* _Request_
Return every line of the data below that contains the string "silver".

───── Listing ─────

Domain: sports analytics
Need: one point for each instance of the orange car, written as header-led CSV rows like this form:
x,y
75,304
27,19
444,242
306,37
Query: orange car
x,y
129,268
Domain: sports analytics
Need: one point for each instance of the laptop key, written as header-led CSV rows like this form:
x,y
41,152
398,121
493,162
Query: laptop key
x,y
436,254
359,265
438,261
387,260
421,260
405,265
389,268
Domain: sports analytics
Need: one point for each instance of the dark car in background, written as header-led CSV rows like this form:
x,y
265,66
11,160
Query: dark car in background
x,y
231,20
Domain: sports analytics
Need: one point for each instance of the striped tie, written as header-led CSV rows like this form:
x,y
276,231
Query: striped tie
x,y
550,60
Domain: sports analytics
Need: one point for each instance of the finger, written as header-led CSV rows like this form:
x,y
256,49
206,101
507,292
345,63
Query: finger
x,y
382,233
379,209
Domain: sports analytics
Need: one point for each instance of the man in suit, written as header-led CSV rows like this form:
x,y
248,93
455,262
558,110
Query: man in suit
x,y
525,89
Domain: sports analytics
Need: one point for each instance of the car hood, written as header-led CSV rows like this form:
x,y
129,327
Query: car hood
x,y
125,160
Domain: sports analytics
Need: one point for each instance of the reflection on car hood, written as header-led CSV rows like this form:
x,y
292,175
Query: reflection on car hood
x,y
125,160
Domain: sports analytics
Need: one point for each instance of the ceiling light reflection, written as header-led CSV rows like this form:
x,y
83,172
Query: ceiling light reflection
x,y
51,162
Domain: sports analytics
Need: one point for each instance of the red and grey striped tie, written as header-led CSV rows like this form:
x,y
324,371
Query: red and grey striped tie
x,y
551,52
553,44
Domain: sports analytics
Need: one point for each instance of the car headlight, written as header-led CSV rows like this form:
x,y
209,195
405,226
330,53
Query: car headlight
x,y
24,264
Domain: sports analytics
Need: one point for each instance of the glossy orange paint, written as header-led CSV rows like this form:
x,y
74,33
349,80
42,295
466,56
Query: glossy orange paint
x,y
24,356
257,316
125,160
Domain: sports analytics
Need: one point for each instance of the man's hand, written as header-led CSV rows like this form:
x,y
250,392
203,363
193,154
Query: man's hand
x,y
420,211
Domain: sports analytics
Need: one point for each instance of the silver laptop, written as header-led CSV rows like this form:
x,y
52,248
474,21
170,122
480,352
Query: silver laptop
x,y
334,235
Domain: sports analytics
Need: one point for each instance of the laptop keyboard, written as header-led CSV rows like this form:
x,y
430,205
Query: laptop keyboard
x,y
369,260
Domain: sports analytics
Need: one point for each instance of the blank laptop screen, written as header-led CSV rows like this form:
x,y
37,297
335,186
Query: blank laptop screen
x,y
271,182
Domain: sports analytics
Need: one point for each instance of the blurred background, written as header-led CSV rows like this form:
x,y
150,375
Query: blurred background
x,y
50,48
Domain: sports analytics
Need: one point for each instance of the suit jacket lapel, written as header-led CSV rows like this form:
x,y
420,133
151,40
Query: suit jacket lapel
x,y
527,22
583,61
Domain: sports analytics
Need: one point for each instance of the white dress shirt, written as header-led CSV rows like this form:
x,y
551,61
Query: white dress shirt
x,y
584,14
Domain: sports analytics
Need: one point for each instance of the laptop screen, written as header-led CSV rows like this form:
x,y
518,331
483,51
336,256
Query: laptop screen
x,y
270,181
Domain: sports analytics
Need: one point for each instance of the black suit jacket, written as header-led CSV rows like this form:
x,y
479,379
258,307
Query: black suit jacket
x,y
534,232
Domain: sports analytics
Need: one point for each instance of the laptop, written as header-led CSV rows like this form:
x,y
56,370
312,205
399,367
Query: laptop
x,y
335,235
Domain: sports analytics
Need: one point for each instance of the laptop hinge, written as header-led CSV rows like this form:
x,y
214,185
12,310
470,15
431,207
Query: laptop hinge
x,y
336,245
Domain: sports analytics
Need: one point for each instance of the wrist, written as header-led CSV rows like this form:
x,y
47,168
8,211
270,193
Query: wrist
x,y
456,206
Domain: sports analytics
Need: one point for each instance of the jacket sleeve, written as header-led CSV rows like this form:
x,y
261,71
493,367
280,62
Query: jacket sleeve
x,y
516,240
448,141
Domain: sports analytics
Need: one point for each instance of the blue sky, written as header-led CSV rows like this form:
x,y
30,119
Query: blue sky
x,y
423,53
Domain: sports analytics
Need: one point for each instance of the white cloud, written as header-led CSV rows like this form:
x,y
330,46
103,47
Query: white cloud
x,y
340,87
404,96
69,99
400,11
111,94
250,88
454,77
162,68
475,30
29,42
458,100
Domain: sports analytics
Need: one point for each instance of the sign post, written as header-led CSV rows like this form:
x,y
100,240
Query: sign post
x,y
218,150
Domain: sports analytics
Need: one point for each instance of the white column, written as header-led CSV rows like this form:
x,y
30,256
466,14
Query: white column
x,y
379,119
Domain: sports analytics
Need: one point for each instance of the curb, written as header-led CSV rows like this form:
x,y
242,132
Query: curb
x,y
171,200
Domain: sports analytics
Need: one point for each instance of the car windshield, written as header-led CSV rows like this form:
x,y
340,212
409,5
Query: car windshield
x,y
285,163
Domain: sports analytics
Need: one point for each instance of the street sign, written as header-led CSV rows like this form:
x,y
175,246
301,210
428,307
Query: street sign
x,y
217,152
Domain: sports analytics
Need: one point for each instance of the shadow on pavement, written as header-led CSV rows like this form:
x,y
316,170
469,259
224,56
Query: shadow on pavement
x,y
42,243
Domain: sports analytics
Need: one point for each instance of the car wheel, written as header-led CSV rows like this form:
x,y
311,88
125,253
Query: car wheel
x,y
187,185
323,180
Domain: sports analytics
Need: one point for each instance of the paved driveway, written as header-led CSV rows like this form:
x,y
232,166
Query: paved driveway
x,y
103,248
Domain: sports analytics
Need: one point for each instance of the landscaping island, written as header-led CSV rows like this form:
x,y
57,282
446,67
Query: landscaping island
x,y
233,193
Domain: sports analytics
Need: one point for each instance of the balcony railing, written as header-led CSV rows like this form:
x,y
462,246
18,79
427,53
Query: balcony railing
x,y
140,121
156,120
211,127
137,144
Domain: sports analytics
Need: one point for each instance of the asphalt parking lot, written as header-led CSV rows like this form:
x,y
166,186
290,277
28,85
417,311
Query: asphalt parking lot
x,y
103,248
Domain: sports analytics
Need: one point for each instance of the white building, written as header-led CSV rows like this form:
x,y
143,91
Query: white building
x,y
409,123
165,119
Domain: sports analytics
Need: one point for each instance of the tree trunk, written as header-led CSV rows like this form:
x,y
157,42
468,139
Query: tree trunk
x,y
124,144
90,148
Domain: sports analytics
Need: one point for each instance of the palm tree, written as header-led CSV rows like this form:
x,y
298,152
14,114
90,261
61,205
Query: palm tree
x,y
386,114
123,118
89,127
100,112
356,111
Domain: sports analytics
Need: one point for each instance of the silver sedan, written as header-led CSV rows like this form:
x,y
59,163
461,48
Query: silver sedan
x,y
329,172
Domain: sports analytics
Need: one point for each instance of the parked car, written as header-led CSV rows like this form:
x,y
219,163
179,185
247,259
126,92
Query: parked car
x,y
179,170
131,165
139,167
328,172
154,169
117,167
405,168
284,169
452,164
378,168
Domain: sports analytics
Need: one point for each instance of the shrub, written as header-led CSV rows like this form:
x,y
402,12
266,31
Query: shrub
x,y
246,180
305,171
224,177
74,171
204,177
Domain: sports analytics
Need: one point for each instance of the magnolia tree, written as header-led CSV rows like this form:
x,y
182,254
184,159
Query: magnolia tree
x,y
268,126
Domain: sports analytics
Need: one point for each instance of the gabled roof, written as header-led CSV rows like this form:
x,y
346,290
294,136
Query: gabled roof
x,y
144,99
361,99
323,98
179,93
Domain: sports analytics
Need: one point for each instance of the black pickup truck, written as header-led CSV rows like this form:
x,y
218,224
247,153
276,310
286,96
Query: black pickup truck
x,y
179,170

─────

* _Task response_
Need: one point for each instance of the silver laptop, written as header-led CSV rows like this form:
Query: silver laptop
Need: one point for each instance of the silver sedan, written as header-led CSV rows like this form:
Query: silver sedan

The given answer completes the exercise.